Extract each line of the data below that contains the word "door".
※ ※ ※
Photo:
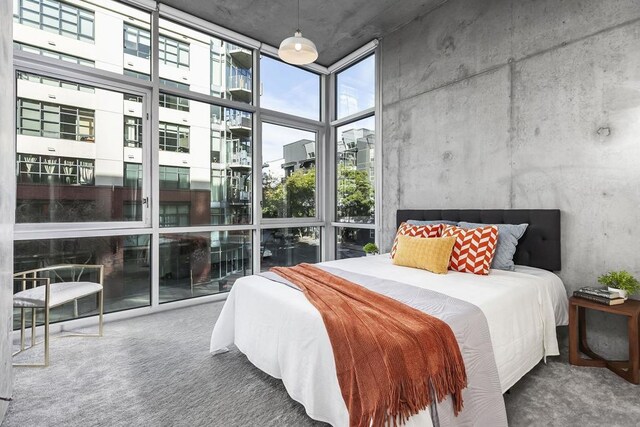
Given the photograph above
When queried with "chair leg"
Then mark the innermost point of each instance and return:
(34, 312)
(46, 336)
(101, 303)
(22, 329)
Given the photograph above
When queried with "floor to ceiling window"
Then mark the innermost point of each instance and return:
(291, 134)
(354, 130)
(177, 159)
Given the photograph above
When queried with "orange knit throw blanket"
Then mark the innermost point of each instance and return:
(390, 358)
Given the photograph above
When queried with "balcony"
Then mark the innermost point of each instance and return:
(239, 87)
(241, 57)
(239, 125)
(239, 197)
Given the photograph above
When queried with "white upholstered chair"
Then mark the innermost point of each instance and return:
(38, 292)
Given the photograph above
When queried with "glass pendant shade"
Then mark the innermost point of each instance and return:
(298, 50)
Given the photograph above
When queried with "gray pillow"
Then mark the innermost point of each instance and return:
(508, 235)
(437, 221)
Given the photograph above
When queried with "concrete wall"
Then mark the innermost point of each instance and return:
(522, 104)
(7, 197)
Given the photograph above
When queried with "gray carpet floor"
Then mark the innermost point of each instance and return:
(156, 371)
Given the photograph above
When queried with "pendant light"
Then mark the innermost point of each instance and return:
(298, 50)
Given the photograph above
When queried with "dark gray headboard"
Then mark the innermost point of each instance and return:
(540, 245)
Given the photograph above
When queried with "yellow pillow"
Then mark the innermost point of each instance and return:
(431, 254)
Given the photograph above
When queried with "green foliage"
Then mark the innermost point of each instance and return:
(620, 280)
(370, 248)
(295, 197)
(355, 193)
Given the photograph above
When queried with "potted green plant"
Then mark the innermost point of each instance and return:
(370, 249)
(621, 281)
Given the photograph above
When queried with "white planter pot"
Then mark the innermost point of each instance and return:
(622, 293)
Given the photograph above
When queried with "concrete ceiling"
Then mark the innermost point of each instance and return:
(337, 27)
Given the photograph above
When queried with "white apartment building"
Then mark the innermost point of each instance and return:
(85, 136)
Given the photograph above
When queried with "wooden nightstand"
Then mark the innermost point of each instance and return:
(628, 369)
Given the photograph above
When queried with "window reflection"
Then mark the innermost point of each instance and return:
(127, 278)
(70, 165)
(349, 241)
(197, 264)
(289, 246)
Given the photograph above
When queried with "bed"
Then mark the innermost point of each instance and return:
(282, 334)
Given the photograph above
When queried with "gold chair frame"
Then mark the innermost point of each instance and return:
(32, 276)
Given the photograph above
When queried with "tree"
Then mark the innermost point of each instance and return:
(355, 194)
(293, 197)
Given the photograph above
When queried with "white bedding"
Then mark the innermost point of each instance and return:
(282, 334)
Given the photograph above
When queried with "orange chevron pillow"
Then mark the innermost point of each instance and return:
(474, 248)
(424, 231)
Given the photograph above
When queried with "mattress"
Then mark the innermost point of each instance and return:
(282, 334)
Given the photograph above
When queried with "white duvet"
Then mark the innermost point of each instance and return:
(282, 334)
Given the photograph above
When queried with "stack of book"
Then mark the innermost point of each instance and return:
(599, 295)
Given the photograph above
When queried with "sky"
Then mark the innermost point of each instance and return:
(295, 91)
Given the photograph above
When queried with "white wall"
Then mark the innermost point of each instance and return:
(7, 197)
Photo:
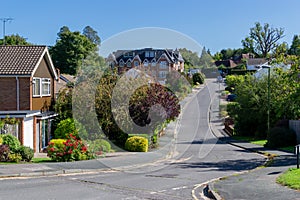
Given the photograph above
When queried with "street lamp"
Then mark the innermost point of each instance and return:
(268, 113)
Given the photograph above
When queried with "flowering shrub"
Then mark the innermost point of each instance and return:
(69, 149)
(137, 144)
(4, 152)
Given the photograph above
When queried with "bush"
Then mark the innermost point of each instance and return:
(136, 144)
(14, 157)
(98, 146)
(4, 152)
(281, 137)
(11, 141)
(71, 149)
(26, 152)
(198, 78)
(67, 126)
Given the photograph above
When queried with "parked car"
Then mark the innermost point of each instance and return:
※ ※ ※
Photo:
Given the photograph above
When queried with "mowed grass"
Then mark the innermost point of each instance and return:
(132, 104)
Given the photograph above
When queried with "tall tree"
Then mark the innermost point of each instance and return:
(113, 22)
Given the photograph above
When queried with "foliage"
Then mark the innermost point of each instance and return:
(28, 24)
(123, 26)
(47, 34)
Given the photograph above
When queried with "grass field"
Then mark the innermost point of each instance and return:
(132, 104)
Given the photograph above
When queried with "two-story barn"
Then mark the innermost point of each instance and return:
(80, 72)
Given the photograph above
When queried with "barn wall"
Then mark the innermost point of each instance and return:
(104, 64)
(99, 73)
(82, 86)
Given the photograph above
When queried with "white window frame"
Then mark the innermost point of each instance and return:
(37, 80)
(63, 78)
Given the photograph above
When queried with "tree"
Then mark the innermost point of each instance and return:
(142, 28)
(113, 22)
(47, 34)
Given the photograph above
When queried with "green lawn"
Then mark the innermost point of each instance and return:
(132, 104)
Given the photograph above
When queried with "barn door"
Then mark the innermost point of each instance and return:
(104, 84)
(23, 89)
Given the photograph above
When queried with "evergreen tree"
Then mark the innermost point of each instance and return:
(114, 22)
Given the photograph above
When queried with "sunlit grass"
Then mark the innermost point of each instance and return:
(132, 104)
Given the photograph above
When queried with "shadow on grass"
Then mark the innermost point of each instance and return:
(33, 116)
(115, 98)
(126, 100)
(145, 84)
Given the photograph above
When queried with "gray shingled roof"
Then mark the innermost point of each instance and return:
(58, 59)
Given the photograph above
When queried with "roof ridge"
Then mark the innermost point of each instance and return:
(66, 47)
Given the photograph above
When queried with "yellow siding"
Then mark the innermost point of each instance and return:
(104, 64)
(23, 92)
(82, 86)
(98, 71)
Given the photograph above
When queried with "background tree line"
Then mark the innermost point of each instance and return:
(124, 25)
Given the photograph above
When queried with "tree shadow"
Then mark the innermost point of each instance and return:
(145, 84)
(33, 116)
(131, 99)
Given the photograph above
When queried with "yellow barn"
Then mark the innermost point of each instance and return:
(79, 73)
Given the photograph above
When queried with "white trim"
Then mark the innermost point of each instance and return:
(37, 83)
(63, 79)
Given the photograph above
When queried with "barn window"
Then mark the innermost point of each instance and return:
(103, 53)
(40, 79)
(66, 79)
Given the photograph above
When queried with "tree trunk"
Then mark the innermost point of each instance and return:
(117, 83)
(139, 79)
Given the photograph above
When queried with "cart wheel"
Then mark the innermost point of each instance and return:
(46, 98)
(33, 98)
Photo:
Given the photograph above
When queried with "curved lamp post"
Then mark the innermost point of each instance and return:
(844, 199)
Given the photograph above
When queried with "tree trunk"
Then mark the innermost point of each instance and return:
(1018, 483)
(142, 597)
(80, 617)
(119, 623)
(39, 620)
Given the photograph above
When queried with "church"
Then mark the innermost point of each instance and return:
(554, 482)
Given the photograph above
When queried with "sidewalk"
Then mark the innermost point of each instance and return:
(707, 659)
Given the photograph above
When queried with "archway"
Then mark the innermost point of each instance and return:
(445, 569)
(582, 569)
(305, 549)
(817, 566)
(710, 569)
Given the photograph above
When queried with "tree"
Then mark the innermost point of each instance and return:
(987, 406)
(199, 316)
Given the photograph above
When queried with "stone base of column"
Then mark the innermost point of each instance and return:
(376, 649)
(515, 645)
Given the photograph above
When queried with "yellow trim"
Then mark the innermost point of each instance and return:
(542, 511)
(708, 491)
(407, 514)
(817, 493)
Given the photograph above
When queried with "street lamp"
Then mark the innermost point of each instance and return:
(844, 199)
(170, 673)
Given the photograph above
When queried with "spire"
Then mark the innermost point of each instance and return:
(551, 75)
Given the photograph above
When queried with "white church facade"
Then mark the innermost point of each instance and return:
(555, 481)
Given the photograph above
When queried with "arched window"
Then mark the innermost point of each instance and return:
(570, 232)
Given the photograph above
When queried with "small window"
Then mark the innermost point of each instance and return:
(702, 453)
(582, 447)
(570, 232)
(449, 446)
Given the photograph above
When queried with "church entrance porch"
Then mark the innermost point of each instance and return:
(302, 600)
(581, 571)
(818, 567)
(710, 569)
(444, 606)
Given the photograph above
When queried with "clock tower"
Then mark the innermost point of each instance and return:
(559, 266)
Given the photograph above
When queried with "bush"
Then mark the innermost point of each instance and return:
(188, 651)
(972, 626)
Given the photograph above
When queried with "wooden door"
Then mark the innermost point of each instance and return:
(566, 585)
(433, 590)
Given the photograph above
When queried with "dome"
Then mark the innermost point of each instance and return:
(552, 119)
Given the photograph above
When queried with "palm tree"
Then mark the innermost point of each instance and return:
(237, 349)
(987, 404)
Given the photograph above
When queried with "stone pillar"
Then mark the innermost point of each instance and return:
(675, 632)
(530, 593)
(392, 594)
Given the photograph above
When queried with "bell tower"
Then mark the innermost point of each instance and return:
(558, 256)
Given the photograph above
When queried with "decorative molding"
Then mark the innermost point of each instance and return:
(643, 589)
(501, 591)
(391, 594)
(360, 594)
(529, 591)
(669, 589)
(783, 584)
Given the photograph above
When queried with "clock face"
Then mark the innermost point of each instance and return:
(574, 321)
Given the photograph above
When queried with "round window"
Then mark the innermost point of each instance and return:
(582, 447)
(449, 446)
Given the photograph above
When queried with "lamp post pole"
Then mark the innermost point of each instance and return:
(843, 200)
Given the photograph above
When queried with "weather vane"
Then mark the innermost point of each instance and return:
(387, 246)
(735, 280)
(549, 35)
※ ※ ※
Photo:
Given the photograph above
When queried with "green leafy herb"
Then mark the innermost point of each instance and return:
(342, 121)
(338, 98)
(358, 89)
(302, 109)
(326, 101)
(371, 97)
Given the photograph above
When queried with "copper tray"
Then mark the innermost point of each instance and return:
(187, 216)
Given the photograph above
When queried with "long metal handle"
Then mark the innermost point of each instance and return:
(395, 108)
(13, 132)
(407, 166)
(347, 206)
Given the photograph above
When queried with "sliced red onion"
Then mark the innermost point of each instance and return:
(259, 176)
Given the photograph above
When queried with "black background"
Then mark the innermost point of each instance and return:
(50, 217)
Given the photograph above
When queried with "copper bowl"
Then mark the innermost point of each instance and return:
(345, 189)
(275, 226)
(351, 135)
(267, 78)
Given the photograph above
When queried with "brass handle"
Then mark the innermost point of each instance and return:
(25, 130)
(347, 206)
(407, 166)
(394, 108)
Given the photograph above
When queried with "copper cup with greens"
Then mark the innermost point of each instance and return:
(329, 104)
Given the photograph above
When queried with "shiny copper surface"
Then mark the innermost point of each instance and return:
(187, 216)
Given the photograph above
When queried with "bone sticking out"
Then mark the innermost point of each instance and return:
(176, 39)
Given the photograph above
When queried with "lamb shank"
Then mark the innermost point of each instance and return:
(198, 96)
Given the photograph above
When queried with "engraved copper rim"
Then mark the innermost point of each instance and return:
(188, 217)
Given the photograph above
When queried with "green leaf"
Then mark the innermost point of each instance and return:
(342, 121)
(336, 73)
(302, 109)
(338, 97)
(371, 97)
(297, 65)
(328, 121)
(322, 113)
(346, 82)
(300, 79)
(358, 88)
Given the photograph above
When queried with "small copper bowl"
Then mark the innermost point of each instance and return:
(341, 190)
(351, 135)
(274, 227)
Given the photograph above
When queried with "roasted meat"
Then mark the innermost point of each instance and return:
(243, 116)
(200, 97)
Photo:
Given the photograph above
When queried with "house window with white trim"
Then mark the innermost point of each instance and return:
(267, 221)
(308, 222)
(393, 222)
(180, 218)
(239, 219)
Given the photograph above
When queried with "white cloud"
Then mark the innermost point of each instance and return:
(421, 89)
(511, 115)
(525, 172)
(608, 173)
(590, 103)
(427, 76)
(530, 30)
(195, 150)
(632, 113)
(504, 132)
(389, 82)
※ ※ ※
• **ANSWER IN FULL**
When queried with "barn door"
When queried with "wooden door"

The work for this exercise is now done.